=== YOUR OBJECTIVE ===
Return nothing but the lines from the line containing "Pick out each instance of the cactus" through the last line of the records, reproduced exactly.

=== STORED ROWS ===

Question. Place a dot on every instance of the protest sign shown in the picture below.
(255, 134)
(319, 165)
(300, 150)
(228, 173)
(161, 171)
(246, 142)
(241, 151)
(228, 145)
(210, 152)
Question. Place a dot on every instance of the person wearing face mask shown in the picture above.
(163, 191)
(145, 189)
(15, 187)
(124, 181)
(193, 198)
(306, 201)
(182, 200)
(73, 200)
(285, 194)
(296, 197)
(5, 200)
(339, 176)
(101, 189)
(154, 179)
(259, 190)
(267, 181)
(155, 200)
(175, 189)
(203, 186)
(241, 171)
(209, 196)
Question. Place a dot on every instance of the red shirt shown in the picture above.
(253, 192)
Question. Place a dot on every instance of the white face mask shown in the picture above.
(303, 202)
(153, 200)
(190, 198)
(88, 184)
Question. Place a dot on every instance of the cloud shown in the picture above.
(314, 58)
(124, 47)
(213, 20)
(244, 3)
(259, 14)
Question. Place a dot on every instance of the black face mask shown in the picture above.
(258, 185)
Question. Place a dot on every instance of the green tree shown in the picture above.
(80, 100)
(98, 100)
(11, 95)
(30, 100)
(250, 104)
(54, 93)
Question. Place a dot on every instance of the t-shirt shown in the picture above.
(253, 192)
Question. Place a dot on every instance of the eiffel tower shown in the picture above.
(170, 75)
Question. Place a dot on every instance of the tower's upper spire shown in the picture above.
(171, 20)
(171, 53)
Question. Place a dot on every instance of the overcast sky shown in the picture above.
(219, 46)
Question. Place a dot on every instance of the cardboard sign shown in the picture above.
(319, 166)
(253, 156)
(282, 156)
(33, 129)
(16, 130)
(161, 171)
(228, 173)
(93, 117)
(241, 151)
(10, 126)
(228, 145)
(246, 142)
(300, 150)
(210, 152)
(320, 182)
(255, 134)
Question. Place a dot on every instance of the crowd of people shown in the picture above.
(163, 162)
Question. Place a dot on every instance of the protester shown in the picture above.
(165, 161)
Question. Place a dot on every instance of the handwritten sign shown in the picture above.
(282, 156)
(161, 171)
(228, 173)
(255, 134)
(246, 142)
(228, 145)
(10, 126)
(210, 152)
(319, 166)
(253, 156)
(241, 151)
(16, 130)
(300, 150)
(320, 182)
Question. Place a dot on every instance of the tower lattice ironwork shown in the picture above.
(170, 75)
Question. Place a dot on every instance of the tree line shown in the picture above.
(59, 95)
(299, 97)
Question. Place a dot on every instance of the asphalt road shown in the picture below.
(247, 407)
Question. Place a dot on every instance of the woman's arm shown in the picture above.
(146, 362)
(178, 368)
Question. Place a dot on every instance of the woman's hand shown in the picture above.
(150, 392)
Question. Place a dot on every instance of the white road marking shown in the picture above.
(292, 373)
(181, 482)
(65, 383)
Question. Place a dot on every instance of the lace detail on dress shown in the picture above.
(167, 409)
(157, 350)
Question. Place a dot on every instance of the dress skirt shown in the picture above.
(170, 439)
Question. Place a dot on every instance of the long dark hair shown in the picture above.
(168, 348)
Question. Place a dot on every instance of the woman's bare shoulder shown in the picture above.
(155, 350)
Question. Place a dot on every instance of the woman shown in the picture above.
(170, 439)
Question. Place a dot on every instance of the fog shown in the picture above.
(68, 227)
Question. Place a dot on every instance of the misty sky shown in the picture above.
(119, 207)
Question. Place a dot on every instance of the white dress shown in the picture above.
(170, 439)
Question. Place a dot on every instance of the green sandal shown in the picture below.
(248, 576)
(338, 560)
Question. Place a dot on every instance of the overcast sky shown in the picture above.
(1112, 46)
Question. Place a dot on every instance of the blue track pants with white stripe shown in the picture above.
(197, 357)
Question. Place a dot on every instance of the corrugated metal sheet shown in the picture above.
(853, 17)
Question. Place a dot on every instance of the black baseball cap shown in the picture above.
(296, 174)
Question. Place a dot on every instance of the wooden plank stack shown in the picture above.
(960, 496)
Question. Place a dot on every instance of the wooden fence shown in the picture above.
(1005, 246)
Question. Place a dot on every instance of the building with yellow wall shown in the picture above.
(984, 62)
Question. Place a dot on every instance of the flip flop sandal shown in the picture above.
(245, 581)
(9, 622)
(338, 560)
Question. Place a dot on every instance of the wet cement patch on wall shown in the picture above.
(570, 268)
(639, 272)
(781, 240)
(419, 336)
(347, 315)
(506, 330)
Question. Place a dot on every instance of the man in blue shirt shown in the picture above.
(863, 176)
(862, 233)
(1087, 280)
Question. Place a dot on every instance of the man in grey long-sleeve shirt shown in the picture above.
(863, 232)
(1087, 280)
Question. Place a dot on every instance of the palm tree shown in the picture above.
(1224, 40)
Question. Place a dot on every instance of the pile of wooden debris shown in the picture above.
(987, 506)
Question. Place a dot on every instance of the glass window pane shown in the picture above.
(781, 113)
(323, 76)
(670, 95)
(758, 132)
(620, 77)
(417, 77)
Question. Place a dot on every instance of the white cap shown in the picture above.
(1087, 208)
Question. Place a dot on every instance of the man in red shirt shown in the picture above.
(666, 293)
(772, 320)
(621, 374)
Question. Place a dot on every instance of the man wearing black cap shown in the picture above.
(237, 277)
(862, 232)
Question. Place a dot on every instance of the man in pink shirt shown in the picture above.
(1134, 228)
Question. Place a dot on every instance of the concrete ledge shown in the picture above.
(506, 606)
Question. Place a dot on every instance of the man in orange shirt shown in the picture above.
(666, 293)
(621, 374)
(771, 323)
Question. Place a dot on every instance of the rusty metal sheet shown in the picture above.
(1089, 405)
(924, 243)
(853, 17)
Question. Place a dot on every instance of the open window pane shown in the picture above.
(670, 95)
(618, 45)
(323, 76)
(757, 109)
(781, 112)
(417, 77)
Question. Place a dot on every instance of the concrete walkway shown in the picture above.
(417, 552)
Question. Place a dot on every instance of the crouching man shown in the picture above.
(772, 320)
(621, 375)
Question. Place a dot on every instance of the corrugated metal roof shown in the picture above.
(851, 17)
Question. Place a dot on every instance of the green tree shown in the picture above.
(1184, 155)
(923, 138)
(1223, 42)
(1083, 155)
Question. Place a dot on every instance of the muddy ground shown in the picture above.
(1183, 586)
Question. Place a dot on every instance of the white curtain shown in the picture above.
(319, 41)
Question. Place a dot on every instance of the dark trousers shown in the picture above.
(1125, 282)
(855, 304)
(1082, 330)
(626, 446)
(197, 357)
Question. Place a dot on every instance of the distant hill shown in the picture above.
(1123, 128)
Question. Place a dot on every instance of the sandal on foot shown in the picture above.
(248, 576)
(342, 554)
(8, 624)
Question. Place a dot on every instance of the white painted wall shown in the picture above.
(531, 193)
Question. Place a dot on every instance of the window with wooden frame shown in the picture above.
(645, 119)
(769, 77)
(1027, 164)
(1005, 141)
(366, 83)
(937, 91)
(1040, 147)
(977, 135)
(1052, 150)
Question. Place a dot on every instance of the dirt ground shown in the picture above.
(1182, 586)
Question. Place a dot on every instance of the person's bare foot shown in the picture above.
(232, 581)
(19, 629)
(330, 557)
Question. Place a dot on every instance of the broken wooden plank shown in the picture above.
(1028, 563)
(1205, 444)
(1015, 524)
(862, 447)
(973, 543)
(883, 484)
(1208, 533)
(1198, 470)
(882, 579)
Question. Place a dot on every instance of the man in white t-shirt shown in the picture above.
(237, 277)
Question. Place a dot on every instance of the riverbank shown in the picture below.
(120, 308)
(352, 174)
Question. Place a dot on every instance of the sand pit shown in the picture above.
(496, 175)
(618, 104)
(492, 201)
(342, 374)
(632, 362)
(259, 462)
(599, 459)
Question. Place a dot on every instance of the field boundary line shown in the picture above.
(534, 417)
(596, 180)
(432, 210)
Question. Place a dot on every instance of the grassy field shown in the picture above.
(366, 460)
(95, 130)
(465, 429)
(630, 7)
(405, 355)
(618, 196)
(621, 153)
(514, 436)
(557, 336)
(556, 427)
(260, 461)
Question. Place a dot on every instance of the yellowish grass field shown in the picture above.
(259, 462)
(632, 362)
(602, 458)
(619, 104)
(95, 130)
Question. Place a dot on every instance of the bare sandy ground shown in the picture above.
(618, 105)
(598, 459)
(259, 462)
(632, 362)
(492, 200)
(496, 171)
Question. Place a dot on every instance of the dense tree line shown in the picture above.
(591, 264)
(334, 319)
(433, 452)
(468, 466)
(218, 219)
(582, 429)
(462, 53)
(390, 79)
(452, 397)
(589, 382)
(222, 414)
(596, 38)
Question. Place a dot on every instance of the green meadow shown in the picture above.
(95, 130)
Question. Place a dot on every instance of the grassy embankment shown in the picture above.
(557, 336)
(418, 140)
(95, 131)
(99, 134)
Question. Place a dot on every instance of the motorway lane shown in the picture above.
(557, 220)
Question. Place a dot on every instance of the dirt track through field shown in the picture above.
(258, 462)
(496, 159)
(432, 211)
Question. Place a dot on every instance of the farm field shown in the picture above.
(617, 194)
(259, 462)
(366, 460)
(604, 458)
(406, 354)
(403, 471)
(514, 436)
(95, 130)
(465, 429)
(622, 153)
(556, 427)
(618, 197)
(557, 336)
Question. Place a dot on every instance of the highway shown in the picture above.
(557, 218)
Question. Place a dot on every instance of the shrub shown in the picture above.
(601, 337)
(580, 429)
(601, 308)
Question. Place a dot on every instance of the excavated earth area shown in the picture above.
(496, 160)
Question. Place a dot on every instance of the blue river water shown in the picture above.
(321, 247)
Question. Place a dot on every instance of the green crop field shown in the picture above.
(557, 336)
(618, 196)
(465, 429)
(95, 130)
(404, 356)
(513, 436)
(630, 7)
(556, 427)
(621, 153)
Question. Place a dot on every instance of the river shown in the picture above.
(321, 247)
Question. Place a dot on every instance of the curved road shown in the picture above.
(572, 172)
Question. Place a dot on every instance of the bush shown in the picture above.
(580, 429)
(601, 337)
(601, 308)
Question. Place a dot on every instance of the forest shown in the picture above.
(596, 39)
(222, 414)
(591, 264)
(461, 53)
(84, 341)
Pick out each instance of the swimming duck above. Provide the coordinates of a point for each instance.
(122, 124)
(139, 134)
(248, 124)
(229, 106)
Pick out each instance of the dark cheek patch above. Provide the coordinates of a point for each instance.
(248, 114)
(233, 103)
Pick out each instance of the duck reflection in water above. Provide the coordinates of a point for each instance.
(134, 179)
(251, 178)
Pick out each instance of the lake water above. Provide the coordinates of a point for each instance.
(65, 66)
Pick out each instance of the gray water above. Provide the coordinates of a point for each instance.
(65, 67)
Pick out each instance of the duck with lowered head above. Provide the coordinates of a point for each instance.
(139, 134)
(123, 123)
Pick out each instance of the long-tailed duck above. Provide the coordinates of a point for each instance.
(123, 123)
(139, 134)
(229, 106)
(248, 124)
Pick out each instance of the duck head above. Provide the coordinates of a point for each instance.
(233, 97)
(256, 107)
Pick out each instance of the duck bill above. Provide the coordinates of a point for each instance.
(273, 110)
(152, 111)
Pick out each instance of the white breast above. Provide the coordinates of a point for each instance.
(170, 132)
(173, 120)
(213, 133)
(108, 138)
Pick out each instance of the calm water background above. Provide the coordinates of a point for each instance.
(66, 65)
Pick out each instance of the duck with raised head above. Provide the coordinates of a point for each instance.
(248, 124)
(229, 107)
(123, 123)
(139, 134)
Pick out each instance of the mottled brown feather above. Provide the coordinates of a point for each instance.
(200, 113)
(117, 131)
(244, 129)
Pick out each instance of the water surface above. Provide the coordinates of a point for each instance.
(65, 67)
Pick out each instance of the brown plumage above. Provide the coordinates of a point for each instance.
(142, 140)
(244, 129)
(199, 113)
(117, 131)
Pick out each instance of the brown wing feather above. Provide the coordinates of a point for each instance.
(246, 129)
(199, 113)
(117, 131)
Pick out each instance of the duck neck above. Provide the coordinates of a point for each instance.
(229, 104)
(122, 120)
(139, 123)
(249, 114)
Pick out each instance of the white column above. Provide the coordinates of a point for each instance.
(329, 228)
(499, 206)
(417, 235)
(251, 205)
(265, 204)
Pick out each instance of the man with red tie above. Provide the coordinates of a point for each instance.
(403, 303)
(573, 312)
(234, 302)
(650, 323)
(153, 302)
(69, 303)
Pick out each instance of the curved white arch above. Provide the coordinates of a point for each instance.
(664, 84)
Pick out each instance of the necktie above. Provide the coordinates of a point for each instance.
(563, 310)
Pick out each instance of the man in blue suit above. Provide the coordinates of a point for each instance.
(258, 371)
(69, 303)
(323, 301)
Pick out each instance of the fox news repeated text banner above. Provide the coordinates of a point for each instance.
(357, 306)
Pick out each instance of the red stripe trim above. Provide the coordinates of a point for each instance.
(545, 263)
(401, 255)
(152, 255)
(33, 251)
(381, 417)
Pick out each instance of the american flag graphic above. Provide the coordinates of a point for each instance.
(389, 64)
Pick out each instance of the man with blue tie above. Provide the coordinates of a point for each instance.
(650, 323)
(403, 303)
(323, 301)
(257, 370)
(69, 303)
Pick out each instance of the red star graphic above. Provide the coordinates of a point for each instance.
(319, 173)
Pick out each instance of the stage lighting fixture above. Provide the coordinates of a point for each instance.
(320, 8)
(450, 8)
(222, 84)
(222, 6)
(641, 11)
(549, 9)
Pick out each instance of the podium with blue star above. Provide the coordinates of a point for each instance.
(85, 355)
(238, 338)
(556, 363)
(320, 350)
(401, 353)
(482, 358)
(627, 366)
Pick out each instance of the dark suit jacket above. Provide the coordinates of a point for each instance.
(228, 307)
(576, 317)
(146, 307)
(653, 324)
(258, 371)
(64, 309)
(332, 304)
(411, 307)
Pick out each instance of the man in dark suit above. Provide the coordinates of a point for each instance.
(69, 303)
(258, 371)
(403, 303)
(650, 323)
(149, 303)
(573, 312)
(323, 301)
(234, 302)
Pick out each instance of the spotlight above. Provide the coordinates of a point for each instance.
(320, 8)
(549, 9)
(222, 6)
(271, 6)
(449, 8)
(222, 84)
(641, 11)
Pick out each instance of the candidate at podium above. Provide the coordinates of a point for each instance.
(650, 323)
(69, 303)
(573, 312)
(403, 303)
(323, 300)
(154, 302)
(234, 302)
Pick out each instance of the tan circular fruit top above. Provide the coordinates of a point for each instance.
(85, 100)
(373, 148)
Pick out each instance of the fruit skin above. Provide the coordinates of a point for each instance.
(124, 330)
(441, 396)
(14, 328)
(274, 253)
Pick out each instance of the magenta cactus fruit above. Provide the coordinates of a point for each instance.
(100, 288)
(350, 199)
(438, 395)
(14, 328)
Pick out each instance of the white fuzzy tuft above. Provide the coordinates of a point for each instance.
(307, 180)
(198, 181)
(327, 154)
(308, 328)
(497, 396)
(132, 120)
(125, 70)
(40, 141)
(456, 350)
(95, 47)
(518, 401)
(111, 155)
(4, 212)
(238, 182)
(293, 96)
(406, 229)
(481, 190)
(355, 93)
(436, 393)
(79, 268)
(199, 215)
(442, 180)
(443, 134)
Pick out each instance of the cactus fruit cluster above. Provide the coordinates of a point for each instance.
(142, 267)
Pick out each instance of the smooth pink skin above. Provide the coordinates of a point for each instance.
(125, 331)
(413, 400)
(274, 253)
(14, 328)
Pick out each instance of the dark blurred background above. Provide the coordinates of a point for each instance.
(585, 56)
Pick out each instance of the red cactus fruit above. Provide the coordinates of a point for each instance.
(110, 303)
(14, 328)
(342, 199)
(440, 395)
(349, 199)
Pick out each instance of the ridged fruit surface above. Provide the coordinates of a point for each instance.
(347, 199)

=== CORRECT OUTPUT ===
Pick out each instance of the cactus fruit cluster above. Provide the coordinates of a point for each instance.
(142, 267)
Pick out each instance of the smooth pink skin above. Provide the coordinates of a point for each instance.
(125, 331)
(413, 400)
(274, 253)
(14, 328)
Pick out each instance of the dark blurred background above. Provide the coordinates of a point for each instance.
(585, 56)
Pick out each instance of the red cactus fruit above. Provide the coordinates of a point for each instance.
(110, 303)
(14, 328)
(342, 199)
(440, 395)
(349, 199)
Pick out each instance of the ridged fruit surface above. Provide the coordinates of a point for each instance.
(347, 199)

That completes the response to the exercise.